-- start --

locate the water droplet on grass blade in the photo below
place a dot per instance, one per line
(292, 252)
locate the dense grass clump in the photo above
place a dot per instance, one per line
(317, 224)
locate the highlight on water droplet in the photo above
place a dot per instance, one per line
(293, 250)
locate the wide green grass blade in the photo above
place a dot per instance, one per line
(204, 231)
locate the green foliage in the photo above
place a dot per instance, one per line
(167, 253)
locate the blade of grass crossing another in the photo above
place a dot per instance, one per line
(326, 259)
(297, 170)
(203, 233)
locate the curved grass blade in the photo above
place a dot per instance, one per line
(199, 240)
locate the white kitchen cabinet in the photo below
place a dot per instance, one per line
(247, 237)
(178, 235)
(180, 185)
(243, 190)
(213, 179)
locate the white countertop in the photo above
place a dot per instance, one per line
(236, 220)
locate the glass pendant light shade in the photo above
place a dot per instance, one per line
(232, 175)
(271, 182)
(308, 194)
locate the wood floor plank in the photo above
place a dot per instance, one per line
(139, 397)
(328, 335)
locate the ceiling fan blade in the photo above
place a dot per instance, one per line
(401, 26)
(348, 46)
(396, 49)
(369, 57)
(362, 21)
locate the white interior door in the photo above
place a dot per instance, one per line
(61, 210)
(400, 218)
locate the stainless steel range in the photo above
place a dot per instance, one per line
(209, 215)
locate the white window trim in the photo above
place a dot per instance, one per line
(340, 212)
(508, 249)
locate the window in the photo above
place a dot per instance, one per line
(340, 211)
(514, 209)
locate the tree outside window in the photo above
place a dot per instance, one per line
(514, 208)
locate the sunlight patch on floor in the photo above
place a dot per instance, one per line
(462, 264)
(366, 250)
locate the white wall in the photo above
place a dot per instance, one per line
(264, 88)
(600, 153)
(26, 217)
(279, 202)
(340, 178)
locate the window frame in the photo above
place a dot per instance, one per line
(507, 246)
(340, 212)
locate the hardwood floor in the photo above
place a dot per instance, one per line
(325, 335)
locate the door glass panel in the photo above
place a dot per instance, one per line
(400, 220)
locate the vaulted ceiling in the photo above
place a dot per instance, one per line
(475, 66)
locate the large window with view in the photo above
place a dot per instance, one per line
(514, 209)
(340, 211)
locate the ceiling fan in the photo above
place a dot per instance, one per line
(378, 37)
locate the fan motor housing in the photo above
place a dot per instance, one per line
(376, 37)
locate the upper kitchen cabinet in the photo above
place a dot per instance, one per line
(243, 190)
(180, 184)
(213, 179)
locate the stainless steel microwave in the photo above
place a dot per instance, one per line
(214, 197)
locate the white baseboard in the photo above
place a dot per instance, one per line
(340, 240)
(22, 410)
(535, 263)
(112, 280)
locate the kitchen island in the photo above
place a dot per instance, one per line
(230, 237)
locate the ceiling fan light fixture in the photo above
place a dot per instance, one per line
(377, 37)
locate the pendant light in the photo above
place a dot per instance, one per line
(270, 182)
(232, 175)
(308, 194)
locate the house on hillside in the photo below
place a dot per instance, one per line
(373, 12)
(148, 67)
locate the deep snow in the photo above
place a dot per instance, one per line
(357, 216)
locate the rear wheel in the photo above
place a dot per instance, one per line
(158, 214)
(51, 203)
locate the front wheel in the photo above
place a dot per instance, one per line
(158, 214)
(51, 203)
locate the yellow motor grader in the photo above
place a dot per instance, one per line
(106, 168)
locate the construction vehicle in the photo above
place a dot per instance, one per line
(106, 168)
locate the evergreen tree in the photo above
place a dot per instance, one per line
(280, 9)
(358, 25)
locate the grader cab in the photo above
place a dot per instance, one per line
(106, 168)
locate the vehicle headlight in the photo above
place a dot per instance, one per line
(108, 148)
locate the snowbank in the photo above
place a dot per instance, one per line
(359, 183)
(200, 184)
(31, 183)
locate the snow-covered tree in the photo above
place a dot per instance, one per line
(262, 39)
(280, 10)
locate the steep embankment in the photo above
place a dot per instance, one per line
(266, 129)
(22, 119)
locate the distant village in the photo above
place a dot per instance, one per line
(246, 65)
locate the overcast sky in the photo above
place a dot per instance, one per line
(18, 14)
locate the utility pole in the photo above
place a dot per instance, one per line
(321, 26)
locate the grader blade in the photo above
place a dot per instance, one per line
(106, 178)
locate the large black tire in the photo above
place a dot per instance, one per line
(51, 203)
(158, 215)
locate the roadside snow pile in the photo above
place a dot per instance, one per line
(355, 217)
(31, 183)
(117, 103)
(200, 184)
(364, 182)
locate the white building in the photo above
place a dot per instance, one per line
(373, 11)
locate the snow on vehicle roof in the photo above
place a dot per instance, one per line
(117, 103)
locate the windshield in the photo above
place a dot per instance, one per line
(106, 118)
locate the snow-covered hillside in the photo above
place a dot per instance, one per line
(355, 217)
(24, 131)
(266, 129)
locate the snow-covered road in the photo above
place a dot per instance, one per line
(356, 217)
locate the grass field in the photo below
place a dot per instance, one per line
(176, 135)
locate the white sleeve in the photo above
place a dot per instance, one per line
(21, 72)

-- end --

→ **What you are asked to do**
Please restate the whole listing word for word.

→ **Solution to this problem**
locate the water droplet on grass blade in the photo below
place a dot per instance, one per line
(292, 252)
locate the dense grass clump in the photo above
place a dot per instance, one per line
(317, 224)
locate the highlight on water droplet in the photo above
place a dot per instance, one per line
(293, 250)
locate the wide green grass blade in the photo above
place a dot per instance, one per line
(204, 231)
locate the green foliage in the photo above
place a dot per instance, one per line
(167, 253)
locate the blade of grass crossing another in the photo above
place a dot per instance, one per line
(326, 259)
(297, 170)
(203, 233)
locate the curved grass blade in the photo above
place a dot per instance, one per line
(199, 240)
locate the white kitchen cabinet in the photo below
place a dot per instance, one per line
(247, 237)
(178, 235)
(180, 185)
(243, 190)
(213, 179)
locate the white countertop in the photo above
place a dot per instance, one per line
(236, 220)
locate the glass pendant light shade in the photo above
place a dot per instance, one per line
(232, 175)
(271, 182)
(308, 194)
locate the wood floor plank in the photo above
place a dot per instance, one per line
(139, 397)
(328, 335)
locate the ceiling fan blade in the photo above
place a dot per instance, one per line
(401, 26)
(348, 46)
(396, 49)
(369, 57)
(362, 21)
locate the white interior door in the photo above
place a dot per instance, one per line
(61, 210)
(400, 218)
locate the stainless steel range in the photo above
place a dot per instance, one per line
(209, 215)
locate the white window trim in the photo above
place a dot per instance, one per line
(340, 212)
(508, 249)
locate the window in the photo above
place a dot per instance, one per line
(340, 211)
(514, 209)
locate the tree outside window in the photo above
place a dot per instance, one per line
(514, 208)
locate the sunlight patch on floor in the photo above
place a dot per instance, one per line
(462, 264)
(366, 250)
locate the white wall in the photo above
place a dot per instance, one per line
(264, 88)
(600, 153)
(26, 217)
(279, 202)
(340, 178)
locate the window frame in the photo above
place a dot per instance, one per line
(507, 246)
(340, 212)
locate the hardwood floor in the photo above
place a dot per instance, one per line
(325, 335)
locate the door glass panel in the photo above
place a dot per instance, one per line
(400, 220)
locate the vaulted ceiling in the photo above
place a dot per instance, one per line
(475, 66)
locate the large window with view in the photo above
place a dot per instance, one per line
(514, 209)
(340, 211)
locate the ceiling fan in the photo above
place a dot per instance, one per line
(378, 37)
locate the fan motor housing in the photo above
place a dot per instance, one per line
(376, 37)
locate the upper kitchen cabinet in the photo above
place a dot per instance, one per line
(243, 190)
(180, 184)
(213, 179)
locate the stainless steel microwave in the photo above
place a dot per instance, one per line
(214, 197)
locate the white baseboard in the photo above
place a dot per instance, one per line
(340, 240)
(22, 410)
(535, 263)
(112, 280)
locate the kitchen island in the photo above
place a dot per instance, one per line
(230, 237)
locate the ceiling fan light fixture in the photo above
place a dot per instance, one per line
(377, 37)
locate the pendant light in the photo above
place a dot per instance, one per line
(270, 182)
(232, 175)
(308, 194)
locate the house on hillside in the photo below
place a dot per instance, one per line
(373, 12)
(148, 67)
locate the deep snow in the photo above
place a dot per instance, one per line
(357, 216)
locate the rear wheel in the photo above
place a dot per instance, one per line
(158, 214)
(51, 203)
locate the front wheel in the photo above
place a dot per instance, one per line
(158, 214)
(51, 203)
locate the yellow motor grader in the photo above
place a dot per instance, one per line
(106, 168)
locate the construction vehicle in the photo above
place a dot per instance, one per line
(106, 168)
locate the evergreen tree in the photo above
place a dot per instance, one per line
(280, 9)
(358, 25)
locate the grader cab in the photo above
place a dot per instance, one per line
(106, 168)
locate the vehicle headlight in the photo above
place a dot per instance, one per line
(108, 148)
locate the snowbank in the photo above
place a dot per instance, one per line
(359, 183)
(200, 184)
(31, 183)
locate the snow-covered tree in the photo above
place a dot per instance, one per line
(262, 39)
(280, 10)
locate the steep embankment in the photo above
place a dot per instance, one per line
(266, 129)
(22, 119)
locate the distant village in the photo above
place a dot per instance, one per line
(246, 65)
locate the overcast sky in the photo above
place a dot per instance, one per line
(18, 14)
locate the utility pole in the photo above
place a dot per instance, one per line
(321, 26)
locate the grader blade in the photo above
place a dot per instance, one per line
(106, 178)
locate the large black tire in the photo above
place a dot per instance, one per line
(51, 203)
(158, 215)
locate the roadside snow pile in the photo above
place a dot per instance, one per line
(355, 217)
(31, 183)
(117, 103)
(200, 184)
(364, 182)
locate the white building in the photo above
place a dot per instance, one per line
(373, 11)
locate the snow on vehicle roof in the photo above
place a dot per instance, one per line
(117, 103)
locate the windshield in the photo above
place a dot per instance, one per line
(106, 118)
locate the snow-covered hillside in the photo above
place a dot per instance, one per line
(355, 217)
(24, 131)
(266, 129)
locate the snow-covered road in the photo above
place a dot per instance, one per line
(356, 217)
locate the grass field in the photo below
place a dot per instance, one per line
(176, 135)
locate the white sleeve in the photo above
place a dot per instance, one per line
(21, 72)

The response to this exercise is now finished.